(Stored records)
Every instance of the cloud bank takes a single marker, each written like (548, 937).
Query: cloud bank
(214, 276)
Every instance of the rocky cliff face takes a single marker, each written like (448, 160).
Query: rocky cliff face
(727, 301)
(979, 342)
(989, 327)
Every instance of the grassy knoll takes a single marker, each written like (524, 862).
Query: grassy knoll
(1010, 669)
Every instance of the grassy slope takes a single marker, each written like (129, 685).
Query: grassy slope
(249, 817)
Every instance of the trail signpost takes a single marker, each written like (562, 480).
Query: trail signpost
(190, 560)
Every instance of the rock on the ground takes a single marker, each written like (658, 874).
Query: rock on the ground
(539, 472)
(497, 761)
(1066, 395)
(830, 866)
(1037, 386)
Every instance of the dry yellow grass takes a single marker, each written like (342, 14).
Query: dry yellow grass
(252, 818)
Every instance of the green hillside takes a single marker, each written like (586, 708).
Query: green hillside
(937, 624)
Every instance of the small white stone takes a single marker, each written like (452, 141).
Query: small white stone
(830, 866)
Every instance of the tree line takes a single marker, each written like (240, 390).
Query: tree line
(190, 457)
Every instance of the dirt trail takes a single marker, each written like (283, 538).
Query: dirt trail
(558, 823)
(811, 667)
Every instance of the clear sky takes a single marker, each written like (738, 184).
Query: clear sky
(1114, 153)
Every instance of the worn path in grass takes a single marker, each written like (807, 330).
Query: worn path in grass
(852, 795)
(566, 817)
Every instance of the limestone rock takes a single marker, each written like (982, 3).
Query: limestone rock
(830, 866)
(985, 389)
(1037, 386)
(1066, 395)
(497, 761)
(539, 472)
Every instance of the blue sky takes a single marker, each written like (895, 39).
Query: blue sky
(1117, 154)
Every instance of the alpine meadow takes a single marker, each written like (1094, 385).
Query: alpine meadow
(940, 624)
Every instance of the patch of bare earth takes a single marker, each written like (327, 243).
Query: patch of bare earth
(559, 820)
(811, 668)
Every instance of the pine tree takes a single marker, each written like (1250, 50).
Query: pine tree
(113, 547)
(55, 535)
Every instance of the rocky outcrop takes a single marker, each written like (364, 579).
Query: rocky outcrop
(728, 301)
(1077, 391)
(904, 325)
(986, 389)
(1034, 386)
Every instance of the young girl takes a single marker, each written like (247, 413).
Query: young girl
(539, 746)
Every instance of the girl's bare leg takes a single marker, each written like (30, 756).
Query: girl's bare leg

[Description of the task] Nothing in the data above should change. Please copy it all.

[Task result]
Every instance of the cloud bank takes a single marker, each written like (548, 937).
Query: cloud bank
(214, 276)
Every instance of the rocky cliff face takes a single marker, each written like (448, 160).
Query: rocky cliff face
(727, 301)
(979, 342)
(989, 327)
Every instance of the grassy knoll takes a single marker, each written like (524, 862).
Query: grassy knoll
(1010, 669)
Every instance of the grassy slope takes a single marker, each written like (129, 685).
Query: grassy slope
(249, 817)
Every instance of the trail signpost takes a single marker, each written like (562, 480).
Query: trail signpost
(190, 560)
Every instance of the rock on the ground takes a single marker, each written like (658, 874).
Query: rock on the ground
(539, 472)
(497, 761)
(1066, 395)
(830, 866)
(1037, 386)
Every instance of the dry yellow grass takes a single marker, each written like (342, 14).
Query: dry yellow grass
(252, 818)
Every instance of the green hillside takes a single marker, each written like (586, 708).
Query: green hillside
(937, 624)
Every instance of the small white stone takes a single marker, each written like (452, 141).
Query: small white stone
(830, 866)
Every instance of the tree line takes a single marker, each written like (240, 390).
Query: tree line
(190, 457)
Every instance of the dirt trail takes a single marker, each written like (283, 538).
Query: dirt trail
(558, 823)
(811, 667)
Every instance of the clear sky takes a single marker, each written like (738, 184).
Query: clear sky
(1114, 153)
Every instance of the worn path in grass takes a single marker, each written like (807, 330).
Query: worn path in grass
(852, 795)
(566, 817)
Every instance of the limestone rock takes a single marker, each written like (982, 3).
Query: limestone rock
(830, 866)
(985, 389)
(1037, 386)
(1066, 395)
(497, 761)
(539, 472)
Every instance of the blue sky takes a single marker, each written like (895, 39).
Query: blue sky
(1117, 154)
Every instance of the alpine meadow takes a single marker, each written like (1094, 385).
Query: alpine meadow
(940, 624)
Every instance of the patch of bare earth takes a single marker, each written like (327, 243).
Query: patch of bare earth
(559, 820)
(811, 668)
Every instance of the pine tree takes a single marker, each written like (1250, 50).
Query: pine tree
(113, 547)
(55, 535)
Every instance of the rocky outcrop takes a single marker, each written like (364, 579).
Query: rocky outcrop
(728, 301)
(1077, 391)
(904, 325)
(986, 389)
(1034, 386)
Every instance of the young girl takes a single marker, each written like (247, 413).
Query: young girl
(539, 746)
Every instance of the girl's bare leg takes a single marker, each written like (30, 756).
Query: girl's bare leg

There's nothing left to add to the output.